[Collected data entries]
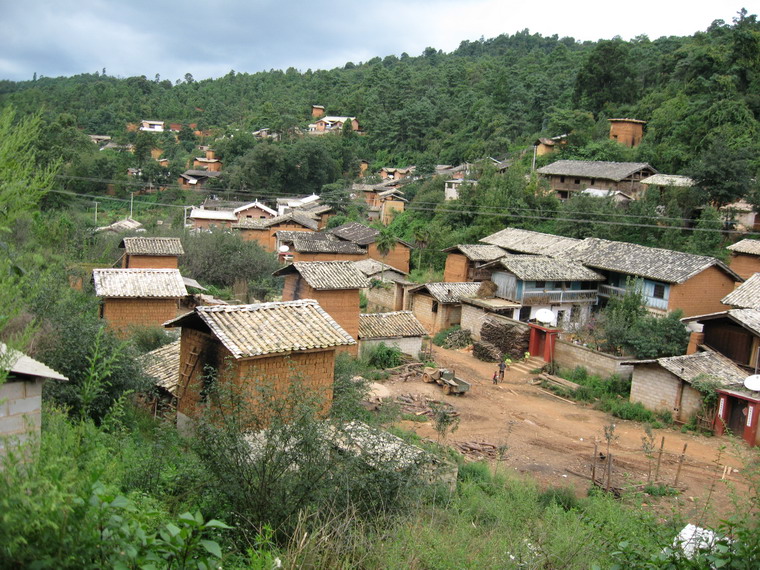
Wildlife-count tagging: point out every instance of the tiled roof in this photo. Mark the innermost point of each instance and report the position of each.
(544, 268)
(748, 246)
(390, 325)
(526, 241)
(322, 275)
(356, 232)
(594, 169)
(163, 365)
(450, 292)
(139, 283)
(152, 246)
(269, 328)
(746, 295)
(706, 364)
(642, 261)
(478, 251)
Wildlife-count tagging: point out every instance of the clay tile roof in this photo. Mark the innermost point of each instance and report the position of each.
(450, 292)
(390, 325)
(616, 171)
(642, 261)
(478, 251)
(163, 365)
(269, 328)
(544, 268)
(746, 295)
(356, 232)
(526, 241)
(138, 283)
(152, 246)
(323, 275)
(748, 246)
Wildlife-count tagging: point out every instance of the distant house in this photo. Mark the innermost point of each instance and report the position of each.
(251, 347)
(627, 131)
(568, 177)
(399, 329)
(668, 280)
(535, 282)
(665, 384)
(464, 260)
(21, 395)
(334, 284)
(438, 305)
(138, 297)
(151, 252)
(745, 257)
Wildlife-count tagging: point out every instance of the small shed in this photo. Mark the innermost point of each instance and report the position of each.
(151, 252)
(138, 297)
(665, 384)
(21, 394)
(399, 329)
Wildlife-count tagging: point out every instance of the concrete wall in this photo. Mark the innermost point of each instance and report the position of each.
(569, 355)
(20, 409)
(702, 293)
(657, 389)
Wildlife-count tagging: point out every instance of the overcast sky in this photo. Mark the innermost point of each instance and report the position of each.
(209, 38)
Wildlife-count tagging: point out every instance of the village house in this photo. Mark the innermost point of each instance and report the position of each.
(365, 236)
(464, 261)
(668, 280)
(334, 284)
(535, 282)
(256, 347)
(627, 131)
(151, 252)
(665, 384)
(438, 306)
(138, 297)
(386, 285)
(745, 257)
(568, 177)
(21, 395)
(399, 329)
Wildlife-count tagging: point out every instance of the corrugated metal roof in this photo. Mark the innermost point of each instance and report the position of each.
(19, 363)
(390, 325)
(526, 241)
(544, 268)
(322, 275)
(139, 283)
(746, 295)
(616, 171)
(269, 328)
(642, 261)
(163, 365)
(152, 246)
(748, 246)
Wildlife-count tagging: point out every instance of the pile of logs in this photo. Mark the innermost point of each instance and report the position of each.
(420, 405)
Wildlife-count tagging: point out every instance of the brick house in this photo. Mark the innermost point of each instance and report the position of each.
(21, 394)
(664, 384)
(334, 284)
(464, 260)
(745, 257)
(254, 346)
(438, 306)
(399, 329)
(668, 280)
(568, 177)
(138, 297)
(151, 252)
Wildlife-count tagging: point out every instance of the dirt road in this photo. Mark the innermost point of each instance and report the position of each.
(547, 437)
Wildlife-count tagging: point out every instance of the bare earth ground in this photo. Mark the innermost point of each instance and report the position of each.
(546, 437)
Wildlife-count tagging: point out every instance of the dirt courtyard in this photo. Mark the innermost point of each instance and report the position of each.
(552, 440)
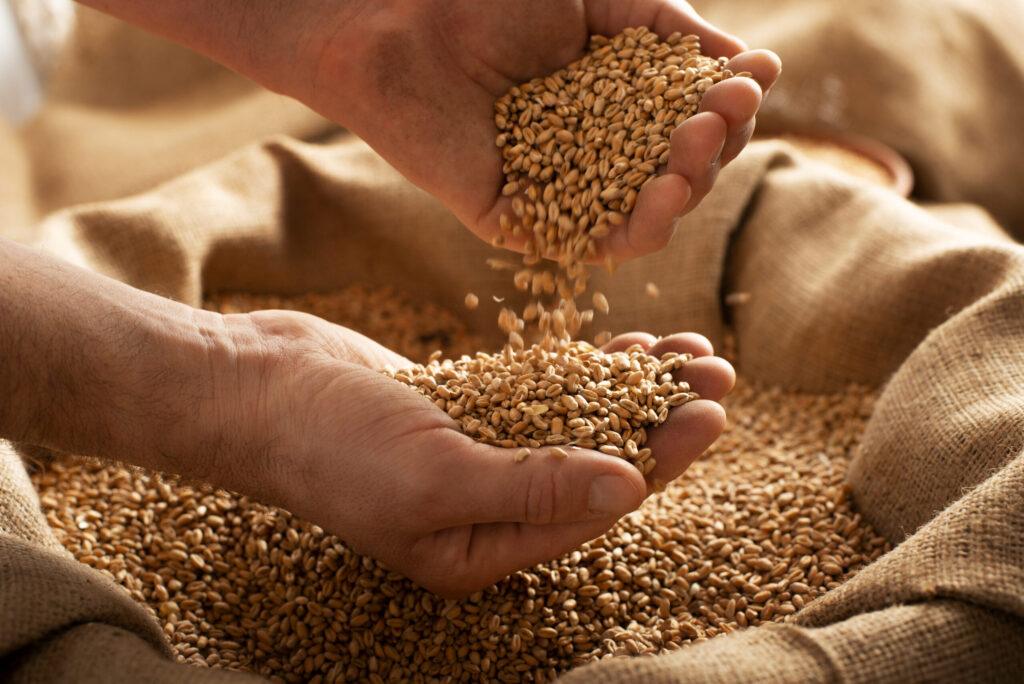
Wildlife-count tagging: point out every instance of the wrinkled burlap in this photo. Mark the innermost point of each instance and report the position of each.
(847, 283)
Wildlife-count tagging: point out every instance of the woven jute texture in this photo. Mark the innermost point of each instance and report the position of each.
(846, 283)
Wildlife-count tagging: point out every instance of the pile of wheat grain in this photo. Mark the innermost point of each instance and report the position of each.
(756, 529)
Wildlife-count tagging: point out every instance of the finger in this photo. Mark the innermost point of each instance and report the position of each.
(696, 145)
(653, 218)
(711, 377)
(680, 440)
(682, 343)
(736, 100)
(546, 487)
(764, 67)
(665, 17)
(627, 340)
(472, 557)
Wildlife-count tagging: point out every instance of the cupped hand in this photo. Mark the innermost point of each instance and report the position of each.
(377, 464)
(418, 81)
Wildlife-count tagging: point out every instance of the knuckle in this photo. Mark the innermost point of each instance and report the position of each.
(542, 498)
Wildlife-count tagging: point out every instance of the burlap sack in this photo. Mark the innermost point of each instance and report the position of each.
(847, 283)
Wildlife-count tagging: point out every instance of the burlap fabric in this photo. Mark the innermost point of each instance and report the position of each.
(847, 283)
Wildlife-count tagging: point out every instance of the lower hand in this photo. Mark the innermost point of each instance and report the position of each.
(371, 461)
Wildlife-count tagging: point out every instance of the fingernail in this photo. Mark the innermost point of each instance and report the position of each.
(610, 495)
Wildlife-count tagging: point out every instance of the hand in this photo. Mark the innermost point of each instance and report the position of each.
(418, 81)
(373, 462)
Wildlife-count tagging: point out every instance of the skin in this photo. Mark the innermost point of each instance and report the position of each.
(273, 403)
(418, 79)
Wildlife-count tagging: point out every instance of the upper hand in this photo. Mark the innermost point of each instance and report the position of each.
(418, 81)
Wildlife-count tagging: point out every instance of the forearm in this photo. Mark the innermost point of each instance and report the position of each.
(94, 367)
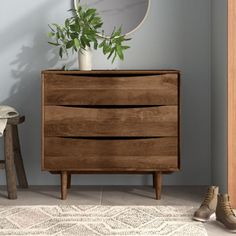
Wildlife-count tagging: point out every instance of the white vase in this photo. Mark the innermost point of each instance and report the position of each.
(85, 59)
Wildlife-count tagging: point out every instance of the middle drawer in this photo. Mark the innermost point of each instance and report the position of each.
(117, 122)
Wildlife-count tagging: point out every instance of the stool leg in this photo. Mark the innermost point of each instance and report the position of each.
(64, 185)
(158, 184)
(69, 180)
(20, 171)
(9, 163)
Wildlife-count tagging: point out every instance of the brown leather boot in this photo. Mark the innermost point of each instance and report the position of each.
(225, 214)
(208, 205)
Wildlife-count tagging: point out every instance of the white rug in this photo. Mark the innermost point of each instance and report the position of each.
(99, 220)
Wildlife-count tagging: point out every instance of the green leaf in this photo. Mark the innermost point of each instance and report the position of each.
(51, 34)
(114, 58)
(125, 47)
(119, 52)
(67, 22)
(96, 45)
(51, 28)
(54, 44)
(112, 51)
(61, 52)
(77, 43)
(90, 11)
(69, 44)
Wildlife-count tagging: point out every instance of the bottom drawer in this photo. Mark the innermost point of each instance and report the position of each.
(77, 154)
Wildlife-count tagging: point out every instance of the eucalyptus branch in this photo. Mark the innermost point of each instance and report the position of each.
(84, 29)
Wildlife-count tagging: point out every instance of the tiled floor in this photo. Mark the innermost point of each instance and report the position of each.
(115, 195)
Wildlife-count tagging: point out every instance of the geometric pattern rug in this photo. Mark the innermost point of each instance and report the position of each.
(72, 220)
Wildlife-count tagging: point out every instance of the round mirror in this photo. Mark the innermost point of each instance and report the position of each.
(129, 14)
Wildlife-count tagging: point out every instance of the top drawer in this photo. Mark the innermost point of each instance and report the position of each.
(66, 89)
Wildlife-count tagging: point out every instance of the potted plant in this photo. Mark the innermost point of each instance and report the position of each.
(82, 32)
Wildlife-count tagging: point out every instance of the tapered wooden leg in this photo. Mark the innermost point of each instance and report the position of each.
(68, 180)
(158, 184)
(20, 171)
(63, 185)
(9, 163)
(154, 180)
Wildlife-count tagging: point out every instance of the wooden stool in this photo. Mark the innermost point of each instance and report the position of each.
(12, 155)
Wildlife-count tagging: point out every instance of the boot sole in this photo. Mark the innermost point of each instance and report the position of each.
(200, 219)
(203, 220)
(222, 224)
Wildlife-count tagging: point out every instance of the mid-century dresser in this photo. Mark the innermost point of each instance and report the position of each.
(110, 122)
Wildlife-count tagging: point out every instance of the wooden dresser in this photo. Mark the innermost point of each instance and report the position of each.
(110, 122)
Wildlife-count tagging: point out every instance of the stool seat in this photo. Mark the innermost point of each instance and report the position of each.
(16, 120)
(13, 159)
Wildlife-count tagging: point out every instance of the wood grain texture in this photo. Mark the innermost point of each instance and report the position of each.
(9, 162)
(158, 184)
(64, 185)
(19, 165)
(149, 121)
(167, 146)
(110, 122)
(232, 101)
(132, 90)
(98, 154)
(116, 163)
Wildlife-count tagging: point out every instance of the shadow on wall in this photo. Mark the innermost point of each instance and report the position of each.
(25, 91)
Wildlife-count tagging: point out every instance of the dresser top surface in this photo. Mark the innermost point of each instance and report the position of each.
(111, 72)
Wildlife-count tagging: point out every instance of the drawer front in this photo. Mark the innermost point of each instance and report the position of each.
(121, 122)
(103, 154)
(65, 89)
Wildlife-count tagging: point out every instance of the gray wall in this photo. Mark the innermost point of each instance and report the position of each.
(219, 93)
(176, 34)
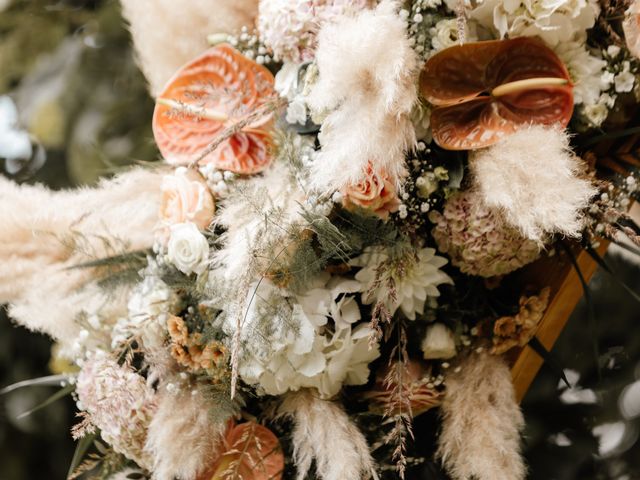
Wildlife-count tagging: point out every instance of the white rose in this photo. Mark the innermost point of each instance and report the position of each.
(188, 249)
(624, 82)
(596, 113)
(297, 111)
(438, 342)
(444, 34)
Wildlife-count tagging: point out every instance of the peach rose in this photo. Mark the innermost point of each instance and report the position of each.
(186, 198)
(375, 192)
(631, 27)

Work to complete
The line containing "Wildlife-count tagging: point out every instance of the peach" and every line after it, through the last one above, should be written out word for word.

Task output
Wildlife-count tagging: point out every instance of the peach rose in this photo. Mark the innermost point of each instance and report the position of each.
(186, 198)
(375, 192)
(631, 27)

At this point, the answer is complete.